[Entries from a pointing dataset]
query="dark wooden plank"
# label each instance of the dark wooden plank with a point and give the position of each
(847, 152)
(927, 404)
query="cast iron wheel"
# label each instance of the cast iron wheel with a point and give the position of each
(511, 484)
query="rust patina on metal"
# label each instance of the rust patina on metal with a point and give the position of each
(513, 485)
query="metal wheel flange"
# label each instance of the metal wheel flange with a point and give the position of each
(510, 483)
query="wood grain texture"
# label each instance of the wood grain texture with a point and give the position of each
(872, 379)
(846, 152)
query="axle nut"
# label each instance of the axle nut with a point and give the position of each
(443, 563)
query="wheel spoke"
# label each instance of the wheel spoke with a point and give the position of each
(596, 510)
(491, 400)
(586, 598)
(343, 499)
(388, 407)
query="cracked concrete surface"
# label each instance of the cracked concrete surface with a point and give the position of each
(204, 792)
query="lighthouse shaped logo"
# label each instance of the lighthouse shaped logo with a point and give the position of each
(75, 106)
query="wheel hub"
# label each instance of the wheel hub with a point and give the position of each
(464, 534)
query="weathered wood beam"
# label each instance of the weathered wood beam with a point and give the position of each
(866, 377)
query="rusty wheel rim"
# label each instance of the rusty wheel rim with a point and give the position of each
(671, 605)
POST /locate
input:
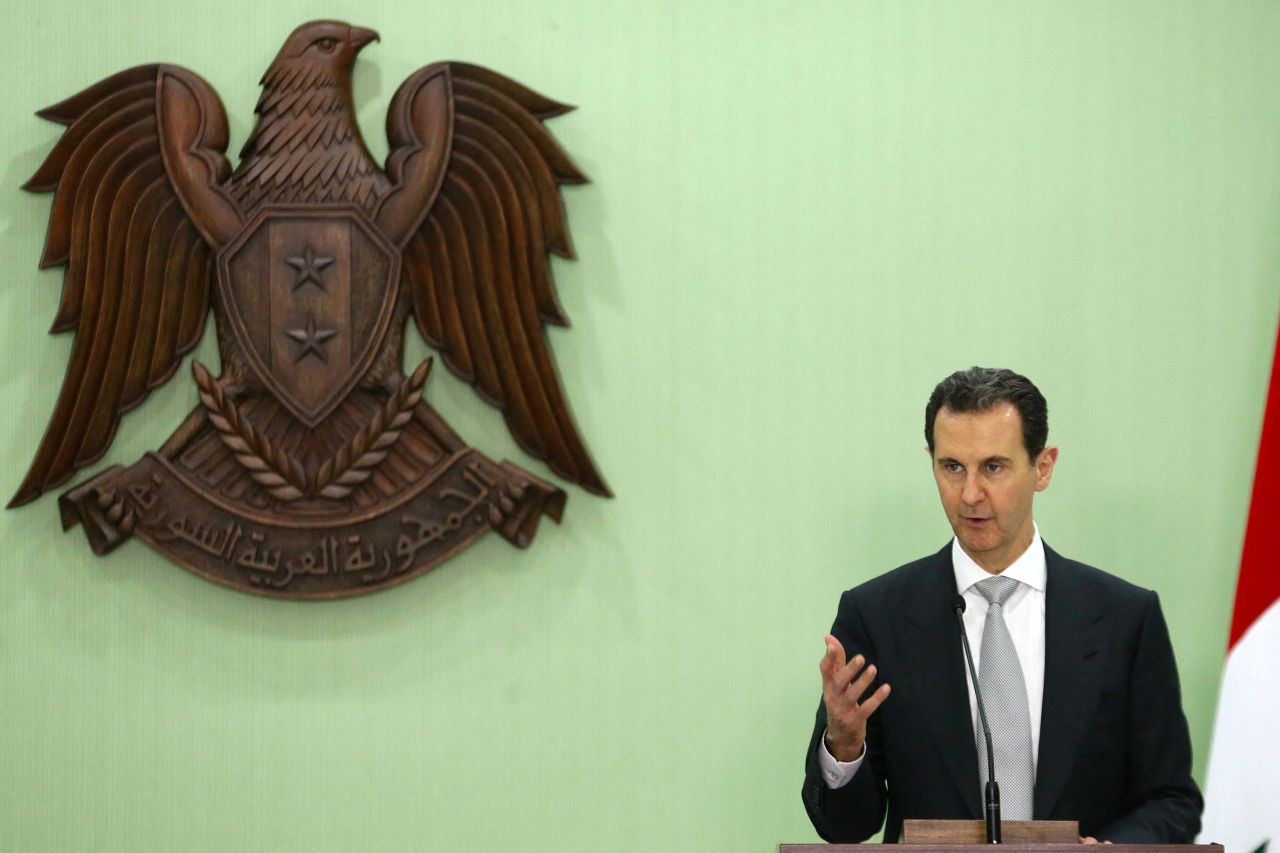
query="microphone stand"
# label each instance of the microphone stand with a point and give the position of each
* * *
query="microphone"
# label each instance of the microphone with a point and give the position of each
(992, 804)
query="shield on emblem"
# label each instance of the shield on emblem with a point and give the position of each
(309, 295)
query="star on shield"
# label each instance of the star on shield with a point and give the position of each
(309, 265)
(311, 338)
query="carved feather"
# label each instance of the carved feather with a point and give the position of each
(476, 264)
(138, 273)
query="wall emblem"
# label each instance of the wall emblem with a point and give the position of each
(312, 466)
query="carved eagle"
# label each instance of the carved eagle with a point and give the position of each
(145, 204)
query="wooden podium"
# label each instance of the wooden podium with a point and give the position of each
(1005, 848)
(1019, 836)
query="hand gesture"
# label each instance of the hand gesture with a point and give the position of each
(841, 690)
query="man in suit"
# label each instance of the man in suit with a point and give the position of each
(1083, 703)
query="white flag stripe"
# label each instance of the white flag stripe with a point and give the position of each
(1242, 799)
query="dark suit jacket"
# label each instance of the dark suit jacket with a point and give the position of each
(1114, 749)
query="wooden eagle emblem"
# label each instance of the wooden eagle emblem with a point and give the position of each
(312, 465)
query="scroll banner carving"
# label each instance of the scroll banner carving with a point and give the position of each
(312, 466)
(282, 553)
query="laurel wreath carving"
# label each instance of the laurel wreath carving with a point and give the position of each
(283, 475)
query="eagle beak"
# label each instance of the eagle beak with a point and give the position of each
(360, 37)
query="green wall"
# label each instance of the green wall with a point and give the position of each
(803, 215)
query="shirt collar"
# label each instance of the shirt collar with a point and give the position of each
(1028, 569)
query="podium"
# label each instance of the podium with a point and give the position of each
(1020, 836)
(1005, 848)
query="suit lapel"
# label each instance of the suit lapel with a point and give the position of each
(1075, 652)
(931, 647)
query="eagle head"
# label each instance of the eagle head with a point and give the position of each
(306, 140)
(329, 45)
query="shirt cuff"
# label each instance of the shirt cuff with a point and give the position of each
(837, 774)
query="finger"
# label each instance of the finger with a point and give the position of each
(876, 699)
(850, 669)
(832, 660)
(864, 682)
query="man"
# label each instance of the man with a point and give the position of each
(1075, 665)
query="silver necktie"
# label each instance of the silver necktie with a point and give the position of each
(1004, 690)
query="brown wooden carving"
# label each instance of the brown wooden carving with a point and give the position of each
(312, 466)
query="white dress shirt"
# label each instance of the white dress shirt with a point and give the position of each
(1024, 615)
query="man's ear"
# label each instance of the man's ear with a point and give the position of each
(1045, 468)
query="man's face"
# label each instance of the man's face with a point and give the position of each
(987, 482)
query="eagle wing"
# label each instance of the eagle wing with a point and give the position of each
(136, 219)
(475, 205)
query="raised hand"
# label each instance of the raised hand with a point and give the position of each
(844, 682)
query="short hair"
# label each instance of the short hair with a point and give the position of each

» **Aim of the task**: Filter the data above, copying out every line that contains the word "hair".

» **The output**:
query="short hair"
# label each instance of the short hair with a point and give the position of each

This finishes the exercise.